DESCRIPTION OF THE TASK
Nothing but the lines from the one containing "Objective — for every instance of the stack" through the one containing "Objective — for every instance of the shadow on sand, mark", both included, should be given again, each exactly as written below.

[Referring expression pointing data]
_____

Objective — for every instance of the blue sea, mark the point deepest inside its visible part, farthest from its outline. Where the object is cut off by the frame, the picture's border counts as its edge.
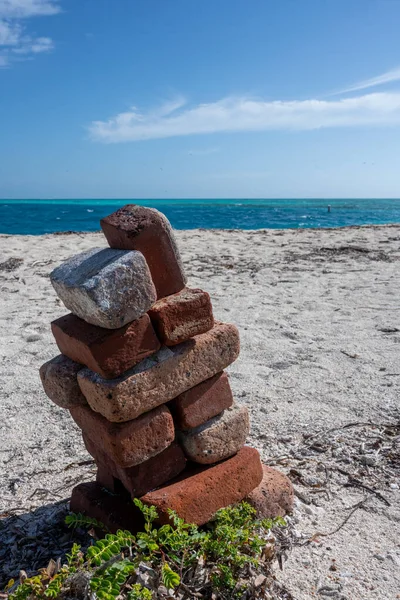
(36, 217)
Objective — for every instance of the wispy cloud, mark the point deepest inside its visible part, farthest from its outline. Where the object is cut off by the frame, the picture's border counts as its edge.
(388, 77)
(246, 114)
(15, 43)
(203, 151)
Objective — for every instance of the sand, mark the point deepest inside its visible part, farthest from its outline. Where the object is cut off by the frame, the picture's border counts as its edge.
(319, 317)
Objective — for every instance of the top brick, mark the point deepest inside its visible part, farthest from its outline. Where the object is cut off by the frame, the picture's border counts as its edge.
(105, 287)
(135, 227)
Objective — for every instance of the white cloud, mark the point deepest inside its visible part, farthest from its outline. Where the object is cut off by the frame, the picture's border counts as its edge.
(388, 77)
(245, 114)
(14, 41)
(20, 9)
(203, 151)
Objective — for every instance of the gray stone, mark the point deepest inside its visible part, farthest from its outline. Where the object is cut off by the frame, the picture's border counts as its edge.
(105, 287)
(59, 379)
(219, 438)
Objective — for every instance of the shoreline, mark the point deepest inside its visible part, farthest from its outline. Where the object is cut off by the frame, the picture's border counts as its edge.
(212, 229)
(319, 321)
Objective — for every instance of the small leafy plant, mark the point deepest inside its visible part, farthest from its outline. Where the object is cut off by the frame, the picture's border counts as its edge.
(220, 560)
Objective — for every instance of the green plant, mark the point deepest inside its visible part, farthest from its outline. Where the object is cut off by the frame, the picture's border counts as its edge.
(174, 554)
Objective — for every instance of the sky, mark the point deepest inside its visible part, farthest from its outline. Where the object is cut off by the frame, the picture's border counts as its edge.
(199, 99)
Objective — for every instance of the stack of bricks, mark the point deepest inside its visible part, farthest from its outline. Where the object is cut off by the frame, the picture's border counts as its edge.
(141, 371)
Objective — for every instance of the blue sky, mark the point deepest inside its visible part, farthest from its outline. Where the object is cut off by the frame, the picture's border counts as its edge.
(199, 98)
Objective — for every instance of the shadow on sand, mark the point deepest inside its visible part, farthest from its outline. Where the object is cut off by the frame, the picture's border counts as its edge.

_____

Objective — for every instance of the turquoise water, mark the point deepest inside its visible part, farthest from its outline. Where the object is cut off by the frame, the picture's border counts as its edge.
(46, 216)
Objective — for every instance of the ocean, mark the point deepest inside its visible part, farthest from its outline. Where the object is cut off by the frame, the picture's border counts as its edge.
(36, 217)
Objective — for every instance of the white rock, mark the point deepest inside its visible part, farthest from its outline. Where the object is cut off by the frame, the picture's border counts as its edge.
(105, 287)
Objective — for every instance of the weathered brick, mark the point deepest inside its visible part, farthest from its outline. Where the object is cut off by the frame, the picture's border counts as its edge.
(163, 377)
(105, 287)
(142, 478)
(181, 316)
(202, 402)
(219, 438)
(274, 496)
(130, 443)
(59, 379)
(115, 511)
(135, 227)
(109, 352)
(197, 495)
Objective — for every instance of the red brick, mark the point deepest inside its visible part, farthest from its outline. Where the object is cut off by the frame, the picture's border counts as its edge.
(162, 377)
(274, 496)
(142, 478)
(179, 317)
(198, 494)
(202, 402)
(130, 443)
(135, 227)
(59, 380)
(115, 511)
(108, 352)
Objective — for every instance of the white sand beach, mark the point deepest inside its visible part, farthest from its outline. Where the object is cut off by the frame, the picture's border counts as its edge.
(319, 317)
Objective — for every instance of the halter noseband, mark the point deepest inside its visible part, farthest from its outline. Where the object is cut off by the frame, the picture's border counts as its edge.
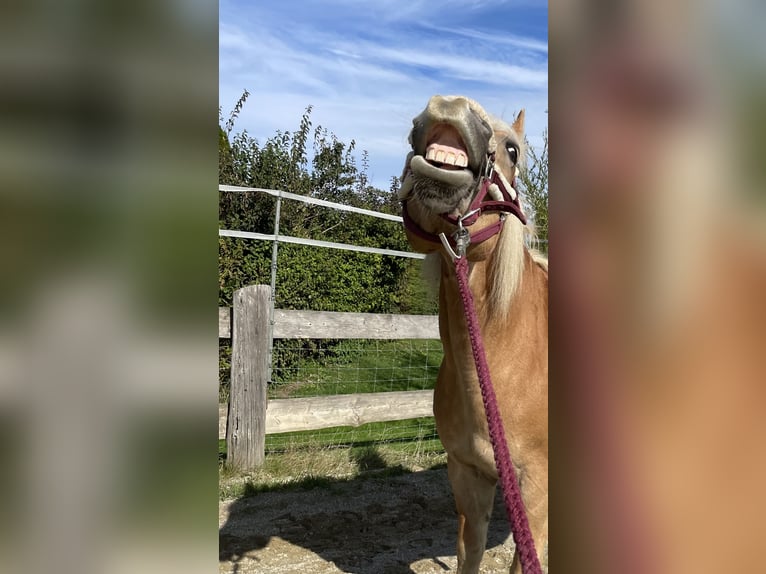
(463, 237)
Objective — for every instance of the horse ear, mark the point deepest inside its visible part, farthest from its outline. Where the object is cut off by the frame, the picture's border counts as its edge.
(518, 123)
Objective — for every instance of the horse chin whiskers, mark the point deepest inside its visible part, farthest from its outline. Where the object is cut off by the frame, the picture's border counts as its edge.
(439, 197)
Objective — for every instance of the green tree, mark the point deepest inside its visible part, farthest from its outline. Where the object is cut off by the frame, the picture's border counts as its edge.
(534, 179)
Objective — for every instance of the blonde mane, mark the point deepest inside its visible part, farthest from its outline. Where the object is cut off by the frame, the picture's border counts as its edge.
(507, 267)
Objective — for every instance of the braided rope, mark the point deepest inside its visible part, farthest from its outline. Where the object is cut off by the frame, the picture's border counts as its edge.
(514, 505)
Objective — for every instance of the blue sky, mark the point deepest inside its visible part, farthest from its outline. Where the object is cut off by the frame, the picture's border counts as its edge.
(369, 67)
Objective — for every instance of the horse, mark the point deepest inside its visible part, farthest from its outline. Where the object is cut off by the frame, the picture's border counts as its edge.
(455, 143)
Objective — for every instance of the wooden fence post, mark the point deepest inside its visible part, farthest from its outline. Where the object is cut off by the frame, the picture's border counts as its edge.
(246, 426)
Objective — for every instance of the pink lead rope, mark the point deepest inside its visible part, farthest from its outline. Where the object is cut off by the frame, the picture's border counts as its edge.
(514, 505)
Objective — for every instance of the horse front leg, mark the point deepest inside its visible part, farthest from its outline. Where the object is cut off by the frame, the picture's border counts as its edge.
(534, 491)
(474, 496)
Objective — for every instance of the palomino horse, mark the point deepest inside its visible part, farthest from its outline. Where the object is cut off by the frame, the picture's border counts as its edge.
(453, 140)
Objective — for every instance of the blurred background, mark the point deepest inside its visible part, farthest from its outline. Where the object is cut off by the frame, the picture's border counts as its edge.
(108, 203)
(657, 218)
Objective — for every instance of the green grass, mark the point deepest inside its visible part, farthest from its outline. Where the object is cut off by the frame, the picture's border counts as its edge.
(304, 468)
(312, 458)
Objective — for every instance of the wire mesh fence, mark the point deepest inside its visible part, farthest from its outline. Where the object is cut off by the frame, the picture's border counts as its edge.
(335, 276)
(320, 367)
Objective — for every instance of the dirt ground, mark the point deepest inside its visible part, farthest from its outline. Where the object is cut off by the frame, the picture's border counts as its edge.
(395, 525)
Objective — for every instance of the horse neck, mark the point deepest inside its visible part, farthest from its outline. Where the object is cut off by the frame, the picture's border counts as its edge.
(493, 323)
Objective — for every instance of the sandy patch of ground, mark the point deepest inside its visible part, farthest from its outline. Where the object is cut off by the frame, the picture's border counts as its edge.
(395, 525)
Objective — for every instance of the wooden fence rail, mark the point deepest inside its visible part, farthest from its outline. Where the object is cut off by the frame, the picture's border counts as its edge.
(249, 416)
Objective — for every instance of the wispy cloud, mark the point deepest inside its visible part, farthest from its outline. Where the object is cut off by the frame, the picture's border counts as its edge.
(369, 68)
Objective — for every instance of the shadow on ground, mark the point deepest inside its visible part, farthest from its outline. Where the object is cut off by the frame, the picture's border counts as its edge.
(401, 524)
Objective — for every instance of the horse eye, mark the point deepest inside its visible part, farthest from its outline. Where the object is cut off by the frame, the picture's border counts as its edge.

_____

ANSWER BOX
Objective — for every instance of the stack of bricks, mark the point deepest inside its visible part, farthest from its outline. Where the object is cut off by the frame, the picture's border counts as its edge.
(141, 371)
Objective — for every instance of the blue sky, mark the point deepest inside its visible part, farthest from its outline. Where the object is cut off by the frame, the picture's border counts as its edge.
(199, 98)
Objective — for every instance of the shadow on sand, mark the point deepest inside its visible part, farthest from its outline. Where the object is cut off by the frame, the picture's border counts as its edge.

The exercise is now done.